Anderson also expressed his approval of the Part 632 process and the Michigan DEQ.
"The DEQ is a fantastic organization and I have nothing negative to say about them whatsoever," said Anderson. "I think Michigan is moving to get its reputation back on track…I think 632 moving forward was a good thing."
Headwaters asked Anderson if he had changed his mind or if the venue had only changed; at a meeting with citizens and environmentalists in Alberta, Mich., in December 2010, Anderson had lamented the weaknesses in federal and state regulations, including Michigan’s mining law.
At that time Headwaters had quoted Anderson as saying, "The U.S. is a long ways behind in environmental protection…The fact that the Clean Water Act was originally intended to end discharges to surface water obviously has not reached its goal and we basically, like 632 did, we created a process to allow these things to occur." ****
In this 2012 interview, Anderson expressed to Headwaters a new-found confidence: "Aside from the EU [European Union], the standards in the United States and the water quality standards of Michigan are much more stringent than other [sic] third world countries," Anderson said. "And, I think our country has the ability and the intelligence and the regulations that make it done safely."
Mick Lawler, of HudBay, also supported Burley and Anderson’s optimism in Michigan’s new mining law: "You know, investors demand the very best so there’s no way you’re gonna mine irresponsibly in an unsustainable fashion, because investors just demand that you do, and that’s why management systems are set up and followed and Part 632, although strict, we have no issue with it what-so-ever."
Mining Companies Influence Regulations Throughout the Great Lakes
There are a number of regulatory changes taking place in Wisconsin, Minnesota, and Michigan to stream-line application processes and improve tax incentives for mining and timber interests, so it should come as little surprise that the mining panelists had few complaints about the regulatory system, state mining laws or the EPA.
====================
*Exercises to complete*
A - From the excerpt on Michigan's Part 632 mining law, quote the stretch from "Mining Companies Influence" through "or the EPA.".
B - According to the excerpt on Michigan's Part 632 mining law, where and when did Anderson meet with citizens and environmentalists and lament weaknesses in federal and state regulations?
C - Why does the excerpt on Michigan's Part 632 mining law say it should come as little surprise that the mining panelists had few complaints about the regulatory system?
====================
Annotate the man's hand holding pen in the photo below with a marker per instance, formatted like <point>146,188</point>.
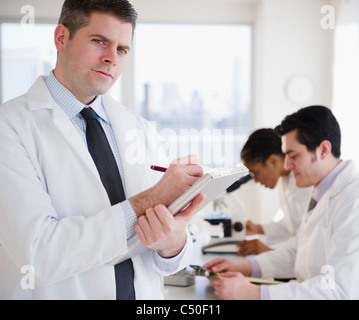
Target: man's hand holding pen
<point>157,228</point>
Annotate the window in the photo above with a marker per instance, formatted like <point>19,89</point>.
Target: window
<point>194,83</point>
<point>27,52</point>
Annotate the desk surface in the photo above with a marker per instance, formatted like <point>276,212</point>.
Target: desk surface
<point>202,288</point>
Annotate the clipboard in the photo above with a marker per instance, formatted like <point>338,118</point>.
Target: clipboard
<point>211,184</point>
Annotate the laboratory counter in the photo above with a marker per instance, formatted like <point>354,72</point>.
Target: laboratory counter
====================
*Answers to the exercises*
A -
Mining Companies Influence Regulations Throughout the Great Lakes
There are a number of regulatory changes taking place in Wisconsin, Minnesota, and Michigan to stream-line application processes and improve tax incentives for mining and timber interests, so it should come as little surprise that the mining panelists had few complaints about the regulatory system, state mining laws or the EPA.

B - In Alberta, Mich., in December 2010.

C - Wisconsin, Minnesota, and Michigan are making regulatory changes that streamline application processes and improve tax incentives for mining and timber interests.